Economia

Scuola Austriaca

L’economia[1] è divenuta “cosa di tutti” da un po’ di anni a questa parte, paroloni difficili di origine anglofila, tappezzano e riempiono gli articoli dei nostri giornali. Con le righe a seguire, cercherò di soffermarmi, in ordine cronologico sui diversi pensieri economici che hanno forgiato l’economia attuale. 

In quest’articolo: Scuola Austriaca.

“La Scuola austriaca grazie ai suoi economisti è arrivata molto lontana, e, a mio giudizio, ha cambiato irreversibilmente la visione dell’economia di molti economisti di questo paese.”

Alan Greenspan, presidente della Federal Reserve, in merito alla Scuola austriaca. 

La scuola austriaca, conosciuta anche come la “Scuola di Vienna”  è una scuola di pensiero economico eterodossa che proclama una stretta associazione all’individualismo metodologico, è stata fondata nel 1871 da Carl Menger a Vienna. Nacque inizialmente come uno dei filoni della rivoluzione marginalista, collocandosi poi al di fuori della teoria economica ortodossa. Il suo approccio venne sviluppato da Friedrich von Wieser e da Eugen von Böhm-Bawerk, che lo inoltrarono a esponenti della generazione successiva, tra cui Joseph A. Schumpeter e Ludwig von Mises. Proprio quest’ultimo, a sua volta, esercitò grande influenza su altri giovani economisti, il più noto dei quali è sicuramente Friedrich A. von Hayek, premio Nobel per l’economia nel 1974 che ebbe un ruolo chiave nel diffondere le idee della scuola austriaca nel resto del mondo.  A livello politico, tale scuola, ha dato vita e influenzato le teorie e i movimenti libertari e, in maniera minore, anche quelli liberisti. Il suo nome deriva dalla nazionalità austriaca di molti suoi membri, come appunto Friedrich von Hayek e Ludwig von Mises, che furono anche ex-studenti dell’Università di Vienna. Nonostante la scuola fosse appunto nata in Austria, gli ultimi aderenti, come Murray N. Rothbard, hanno tratto molti spunti dalla Scuola di Salamanca del XV secolo, che aveva sede nell’Università di Salamanca, e dai fisiocrati[2] francesi del XVIII secolo.

Dati registrati
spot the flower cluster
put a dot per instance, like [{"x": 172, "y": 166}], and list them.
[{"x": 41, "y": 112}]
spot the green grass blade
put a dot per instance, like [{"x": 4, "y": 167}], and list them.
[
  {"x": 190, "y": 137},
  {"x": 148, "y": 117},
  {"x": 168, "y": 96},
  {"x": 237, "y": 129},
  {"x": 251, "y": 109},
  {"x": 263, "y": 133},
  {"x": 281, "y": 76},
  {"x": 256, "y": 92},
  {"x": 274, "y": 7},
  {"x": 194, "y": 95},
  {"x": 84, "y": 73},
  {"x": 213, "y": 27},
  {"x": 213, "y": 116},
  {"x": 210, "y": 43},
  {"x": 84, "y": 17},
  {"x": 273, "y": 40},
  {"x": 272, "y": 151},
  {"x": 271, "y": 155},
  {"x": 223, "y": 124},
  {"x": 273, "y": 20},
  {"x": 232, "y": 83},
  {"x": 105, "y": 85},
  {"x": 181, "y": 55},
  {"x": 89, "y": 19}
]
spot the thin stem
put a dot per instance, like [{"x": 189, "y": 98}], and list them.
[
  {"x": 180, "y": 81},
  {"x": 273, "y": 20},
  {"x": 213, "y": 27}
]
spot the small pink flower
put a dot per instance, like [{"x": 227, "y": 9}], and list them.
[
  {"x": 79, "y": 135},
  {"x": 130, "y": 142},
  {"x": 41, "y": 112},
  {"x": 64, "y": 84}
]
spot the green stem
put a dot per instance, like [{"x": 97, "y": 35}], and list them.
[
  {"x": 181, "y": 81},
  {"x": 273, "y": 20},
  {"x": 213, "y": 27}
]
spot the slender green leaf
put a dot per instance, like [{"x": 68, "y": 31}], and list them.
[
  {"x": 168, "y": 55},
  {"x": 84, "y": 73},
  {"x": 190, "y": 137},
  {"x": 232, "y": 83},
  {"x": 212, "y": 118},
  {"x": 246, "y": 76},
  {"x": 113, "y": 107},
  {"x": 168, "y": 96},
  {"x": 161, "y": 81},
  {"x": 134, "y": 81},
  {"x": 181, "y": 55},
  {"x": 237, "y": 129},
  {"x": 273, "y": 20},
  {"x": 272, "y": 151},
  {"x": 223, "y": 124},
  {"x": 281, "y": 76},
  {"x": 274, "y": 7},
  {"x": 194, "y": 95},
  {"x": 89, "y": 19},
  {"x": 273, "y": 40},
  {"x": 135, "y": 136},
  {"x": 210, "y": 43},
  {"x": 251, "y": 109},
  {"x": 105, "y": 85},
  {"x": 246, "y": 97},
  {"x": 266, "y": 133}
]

## Esercizi proposti:
**A)** Riporta il passo dell'articolo compreso tra "In quest’articolo: Scuola" e "alla Scuola austriaca.", estremi inclusi.
**B)** Secondo l'articolo, chi ha fondato la Scuola austriaca e in che anno?
Le registrazioni sono materiale a sé, distinto dall'articolo.

## Soluzioni:
**A)**
In quest’articolo: Scuola Austriaca.

“La Scuola austriaca grazie ai suoi economisti è arrivata molto lontana, e, a mio giudizio, ha cambiato irreversibilmente la visione dell’economia di molti economisti di questo paese.”

Alan Greenspan, presidente della Federal Reserve, in merito alla Scuola austriaca.

**B)** Carl Menger, nel 1871.